## Check your understanding
1: Please rewrite the part of the homebirth passage that begins with "The Health Department" and ends with "in homebirth babies.", putting "fetal death" in place of every "stillbirth".
2: Carry the homebirth passage on past its last sentence.

## Excerpted passage
..........

The Health Department has ordered an independent audit into homebirths in WA after finding they are riskier than claimed but stopped short of wanting them banned.
... The committee investigated seven deaths in planned homebirth deaths from 2005-07, finding three were possibly avoidable. It found the stillbirth rate in homebirths was almost four times that of hospital births, while the risk of stillbirth from asphyxia was 21 times higher in homebirth babies.
... WA chief medical officer Simon Towler defended the program, saying only low-risk pregnancies could use the service and more changes were being made to improve homebirth safety. He said midwives needed to get informed consent from parents who would be given the findings from the committee's report.
This article does sound alarmist, however we need to take a closer look before jumping to conclusions such as homebirth being unsafe.
The study looked at planned home births. That is, planned at the start of pregnancy. Not necessarily a planned home birth at the onset of labour which is a more accurate measure of safety. For many reasons, a woman may plan a home birth at the start of her pregnancy, but for many reasons she may decide - in the pregnancy - to birth in hospital rather than at home. For the most part, this will be because of issues such as high blood pressure, pre-term labour, bleeding in pregnancy, gestational diabetes and so on. So if the measure taken is "planned home birth at the onset of labour" this would have automatically reduced the number of deaths in the "planned home birth" arm of the study.

..........

## Excerpted data
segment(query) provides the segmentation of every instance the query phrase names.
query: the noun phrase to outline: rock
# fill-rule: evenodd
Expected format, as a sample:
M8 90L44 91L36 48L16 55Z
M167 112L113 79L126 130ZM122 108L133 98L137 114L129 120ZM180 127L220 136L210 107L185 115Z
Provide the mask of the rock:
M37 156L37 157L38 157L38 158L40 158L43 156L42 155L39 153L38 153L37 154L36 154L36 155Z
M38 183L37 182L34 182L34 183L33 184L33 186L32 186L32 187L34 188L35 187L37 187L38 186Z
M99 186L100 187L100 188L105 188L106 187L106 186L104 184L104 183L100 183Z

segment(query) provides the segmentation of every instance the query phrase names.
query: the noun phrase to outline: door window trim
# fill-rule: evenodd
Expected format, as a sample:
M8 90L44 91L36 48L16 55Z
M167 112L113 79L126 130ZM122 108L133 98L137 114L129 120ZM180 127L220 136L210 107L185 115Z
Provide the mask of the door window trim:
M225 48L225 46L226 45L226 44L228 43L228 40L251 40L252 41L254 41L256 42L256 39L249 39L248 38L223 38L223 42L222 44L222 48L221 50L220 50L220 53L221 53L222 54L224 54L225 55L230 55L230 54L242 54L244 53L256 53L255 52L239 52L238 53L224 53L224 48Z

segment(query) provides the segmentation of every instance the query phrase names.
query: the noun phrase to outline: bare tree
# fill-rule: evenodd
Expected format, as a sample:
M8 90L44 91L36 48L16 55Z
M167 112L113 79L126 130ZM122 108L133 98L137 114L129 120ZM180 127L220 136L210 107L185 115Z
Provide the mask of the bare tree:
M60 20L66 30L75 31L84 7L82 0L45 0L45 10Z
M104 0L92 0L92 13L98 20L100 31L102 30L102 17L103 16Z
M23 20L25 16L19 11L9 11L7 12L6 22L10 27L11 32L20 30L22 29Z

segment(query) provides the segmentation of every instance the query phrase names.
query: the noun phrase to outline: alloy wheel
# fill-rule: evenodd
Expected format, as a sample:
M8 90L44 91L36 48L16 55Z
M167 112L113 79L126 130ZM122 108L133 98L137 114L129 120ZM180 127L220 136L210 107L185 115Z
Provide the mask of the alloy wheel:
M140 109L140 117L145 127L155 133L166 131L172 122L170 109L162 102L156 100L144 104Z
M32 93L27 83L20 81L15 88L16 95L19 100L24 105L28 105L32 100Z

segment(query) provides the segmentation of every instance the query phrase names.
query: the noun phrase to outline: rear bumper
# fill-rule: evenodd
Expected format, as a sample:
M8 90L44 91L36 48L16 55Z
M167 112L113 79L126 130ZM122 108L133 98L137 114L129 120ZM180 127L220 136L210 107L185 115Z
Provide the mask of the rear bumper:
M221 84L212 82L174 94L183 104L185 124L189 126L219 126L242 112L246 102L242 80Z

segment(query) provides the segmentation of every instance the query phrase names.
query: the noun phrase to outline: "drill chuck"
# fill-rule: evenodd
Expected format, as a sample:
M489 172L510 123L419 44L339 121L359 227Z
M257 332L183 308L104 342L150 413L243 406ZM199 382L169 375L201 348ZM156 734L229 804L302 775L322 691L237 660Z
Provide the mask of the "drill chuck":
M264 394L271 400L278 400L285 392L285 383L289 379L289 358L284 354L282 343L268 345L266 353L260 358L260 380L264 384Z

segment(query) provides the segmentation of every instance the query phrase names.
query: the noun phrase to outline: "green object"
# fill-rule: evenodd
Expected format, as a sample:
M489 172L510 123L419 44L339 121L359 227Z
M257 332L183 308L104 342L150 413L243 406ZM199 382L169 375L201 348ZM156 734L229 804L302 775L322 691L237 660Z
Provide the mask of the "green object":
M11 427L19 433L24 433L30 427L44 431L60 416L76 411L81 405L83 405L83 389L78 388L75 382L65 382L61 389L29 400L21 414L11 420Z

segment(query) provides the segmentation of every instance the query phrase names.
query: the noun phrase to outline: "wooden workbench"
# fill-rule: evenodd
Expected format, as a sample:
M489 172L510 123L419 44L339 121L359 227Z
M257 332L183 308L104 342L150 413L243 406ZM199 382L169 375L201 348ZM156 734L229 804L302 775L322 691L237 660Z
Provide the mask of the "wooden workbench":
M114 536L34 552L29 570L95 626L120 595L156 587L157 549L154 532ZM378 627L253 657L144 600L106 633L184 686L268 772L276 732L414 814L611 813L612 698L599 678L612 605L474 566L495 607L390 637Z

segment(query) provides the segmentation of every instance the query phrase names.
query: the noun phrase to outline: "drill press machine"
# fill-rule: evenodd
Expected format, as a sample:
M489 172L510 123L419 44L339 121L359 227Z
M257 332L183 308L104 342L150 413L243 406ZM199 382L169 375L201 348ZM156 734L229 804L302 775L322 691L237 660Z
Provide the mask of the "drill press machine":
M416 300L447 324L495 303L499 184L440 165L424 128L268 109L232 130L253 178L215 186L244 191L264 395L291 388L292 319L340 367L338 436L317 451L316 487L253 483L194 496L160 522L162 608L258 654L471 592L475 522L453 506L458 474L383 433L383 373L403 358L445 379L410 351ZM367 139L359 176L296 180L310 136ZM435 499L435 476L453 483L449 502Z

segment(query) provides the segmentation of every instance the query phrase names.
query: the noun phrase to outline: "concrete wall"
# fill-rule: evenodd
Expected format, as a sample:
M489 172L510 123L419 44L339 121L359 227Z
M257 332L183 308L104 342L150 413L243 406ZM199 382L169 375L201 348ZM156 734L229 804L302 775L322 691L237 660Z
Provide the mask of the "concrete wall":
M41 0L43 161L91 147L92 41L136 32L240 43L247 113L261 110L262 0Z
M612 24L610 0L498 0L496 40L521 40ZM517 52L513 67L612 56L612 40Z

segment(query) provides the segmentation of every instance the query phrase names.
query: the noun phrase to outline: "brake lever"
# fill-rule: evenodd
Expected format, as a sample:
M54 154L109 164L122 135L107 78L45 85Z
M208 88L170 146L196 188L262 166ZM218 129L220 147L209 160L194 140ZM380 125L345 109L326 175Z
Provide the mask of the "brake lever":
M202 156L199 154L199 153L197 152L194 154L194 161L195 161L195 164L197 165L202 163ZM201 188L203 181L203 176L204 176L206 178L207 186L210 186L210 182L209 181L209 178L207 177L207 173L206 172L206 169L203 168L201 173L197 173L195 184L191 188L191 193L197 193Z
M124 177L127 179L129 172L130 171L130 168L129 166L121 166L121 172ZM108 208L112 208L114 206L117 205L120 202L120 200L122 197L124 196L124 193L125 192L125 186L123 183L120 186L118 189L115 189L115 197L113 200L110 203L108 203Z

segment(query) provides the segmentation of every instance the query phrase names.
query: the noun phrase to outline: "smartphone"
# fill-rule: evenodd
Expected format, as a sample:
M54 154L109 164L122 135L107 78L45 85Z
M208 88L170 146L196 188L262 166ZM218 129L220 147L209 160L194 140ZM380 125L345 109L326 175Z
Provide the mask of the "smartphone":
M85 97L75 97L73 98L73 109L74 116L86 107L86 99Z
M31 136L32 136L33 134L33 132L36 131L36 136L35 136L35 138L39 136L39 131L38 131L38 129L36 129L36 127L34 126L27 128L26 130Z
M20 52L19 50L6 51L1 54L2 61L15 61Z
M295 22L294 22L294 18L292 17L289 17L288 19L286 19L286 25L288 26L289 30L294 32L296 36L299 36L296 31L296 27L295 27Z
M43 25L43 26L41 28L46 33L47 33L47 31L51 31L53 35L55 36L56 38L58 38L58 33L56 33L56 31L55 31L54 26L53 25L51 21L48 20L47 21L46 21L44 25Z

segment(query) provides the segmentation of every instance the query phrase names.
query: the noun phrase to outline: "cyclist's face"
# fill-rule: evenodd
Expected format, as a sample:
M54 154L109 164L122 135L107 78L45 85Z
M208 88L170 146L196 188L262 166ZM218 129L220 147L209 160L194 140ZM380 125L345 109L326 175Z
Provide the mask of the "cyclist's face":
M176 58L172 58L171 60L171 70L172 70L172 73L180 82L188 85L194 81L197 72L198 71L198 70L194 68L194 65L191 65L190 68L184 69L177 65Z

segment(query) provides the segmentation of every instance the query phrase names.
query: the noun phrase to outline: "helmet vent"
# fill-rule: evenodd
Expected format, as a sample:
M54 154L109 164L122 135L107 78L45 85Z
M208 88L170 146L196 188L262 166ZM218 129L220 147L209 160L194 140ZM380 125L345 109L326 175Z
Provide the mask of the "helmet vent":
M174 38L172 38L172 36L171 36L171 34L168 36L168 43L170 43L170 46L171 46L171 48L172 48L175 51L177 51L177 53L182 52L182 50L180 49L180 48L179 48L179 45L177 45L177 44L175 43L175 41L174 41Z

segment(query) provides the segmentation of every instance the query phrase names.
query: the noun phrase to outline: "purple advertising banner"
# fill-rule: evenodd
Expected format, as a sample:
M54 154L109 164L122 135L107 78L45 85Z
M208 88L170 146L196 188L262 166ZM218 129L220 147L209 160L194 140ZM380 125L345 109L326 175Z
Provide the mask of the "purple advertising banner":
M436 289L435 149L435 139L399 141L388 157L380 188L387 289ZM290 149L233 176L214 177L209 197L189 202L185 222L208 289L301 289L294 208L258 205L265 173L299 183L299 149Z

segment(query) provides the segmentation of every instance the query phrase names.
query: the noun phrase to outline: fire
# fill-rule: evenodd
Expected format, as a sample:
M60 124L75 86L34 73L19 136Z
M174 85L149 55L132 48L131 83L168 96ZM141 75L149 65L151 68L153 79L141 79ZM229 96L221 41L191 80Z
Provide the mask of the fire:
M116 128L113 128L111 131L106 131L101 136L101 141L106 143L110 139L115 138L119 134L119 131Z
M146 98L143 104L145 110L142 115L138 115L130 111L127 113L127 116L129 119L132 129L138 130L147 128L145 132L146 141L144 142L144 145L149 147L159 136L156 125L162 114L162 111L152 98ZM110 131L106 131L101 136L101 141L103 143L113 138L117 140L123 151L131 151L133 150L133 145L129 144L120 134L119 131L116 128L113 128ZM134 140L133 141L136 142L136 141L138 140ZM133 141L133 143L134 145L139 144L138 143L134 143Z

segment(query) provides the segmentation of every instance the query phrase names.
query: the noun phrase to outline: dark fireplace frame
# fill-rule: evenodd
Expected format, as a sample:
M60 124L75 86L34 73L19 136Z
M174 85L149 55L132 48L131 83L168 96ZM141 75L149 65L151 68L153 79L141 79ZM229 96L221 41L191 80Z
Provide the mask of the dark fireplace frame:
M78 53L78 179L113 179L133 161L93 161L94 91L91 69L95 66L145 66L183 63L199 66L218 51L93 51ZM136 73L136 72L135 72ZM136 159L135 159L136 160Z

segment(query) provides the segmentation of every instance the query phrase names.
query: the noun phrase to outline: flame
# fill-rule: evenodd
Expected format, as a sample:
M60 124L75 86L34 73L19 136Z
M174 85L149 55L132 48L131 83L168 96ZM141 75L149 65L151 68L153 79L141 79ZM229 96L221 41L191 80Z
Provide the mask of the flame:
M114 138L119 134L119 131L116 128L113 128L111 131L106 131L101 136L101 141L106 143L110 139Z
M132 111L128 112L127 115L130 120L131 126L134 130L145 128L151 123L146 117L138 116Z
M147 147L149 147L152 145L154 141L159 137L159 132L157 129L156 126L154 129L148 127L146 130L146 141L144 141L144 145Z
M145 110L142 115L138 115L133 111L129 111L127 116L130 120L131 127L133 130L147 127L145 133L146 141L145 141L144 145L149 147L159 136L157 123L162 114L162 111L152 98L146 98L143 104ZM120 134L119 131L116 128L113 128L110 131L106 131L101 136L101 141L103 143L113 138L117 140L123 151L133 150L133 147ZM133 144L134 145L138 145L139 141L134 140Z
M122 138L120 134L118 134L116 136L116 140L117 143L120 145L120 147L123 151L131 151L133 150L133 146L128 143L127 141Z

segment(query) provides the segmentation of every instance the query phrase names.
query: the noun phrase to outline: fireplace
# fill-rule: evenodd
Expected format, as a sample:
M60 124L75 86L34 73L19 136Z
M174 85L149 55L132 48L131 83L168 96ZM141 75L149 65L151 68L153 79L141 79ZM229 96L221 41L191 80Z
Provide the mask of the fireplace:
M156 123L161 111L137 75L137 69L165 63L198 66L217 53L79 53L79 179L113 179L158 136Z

..........

## Numbered answers
1:
The Health Department has ordered an independent audit into homebirths in WA after finding they are riskier than claimed but stopped short of wanting them banned.
... The committee investigated seven deaths in planned homebirth deaths from 2005-07, finding three were possibly avoidable. It found the fetal death rate in homebirths was almost four times that of hospital births, while the risk of fetal death from asphyxia was 21 times higher in homebirth babies.

2:
Four of the seven deaths were considered potentially avoidable. The other three babies had congenital abnormalities and had no preventable medical factors. Of the four babies whose deaths were considered to be potentially avoidable, some issues were identified as contributing to the death:
Absence of some routine screening tests in pregnancy Delays in transfer from home to hospital Poor communication In one case, a woman declined to follow medical advice
Only three out of the seven babies were born at home; the others were born in hospital.
Rather than making a blanket statement that home birth is unsafe, it is more helpful to make a qualitative statement around homebirth understanding that it is safe for low-risk women who are attended by an experienced midwife, who have ready access to a hospital if this is needed, and who have had screening tests that are standard practice. Once it is evident that a transfer needs to occur, the midwife needs to recognise this and make the necessary arrangements. Once in hospital, effective communication and respectful dialogue between the woman, midwife and hospital staff are helpful in providing a safe and positive outcome.
Home birth is a wonderful experience for the woman, baby and family. I hope that this report stimulates discussion rather than hindering women's access to safe home birth services.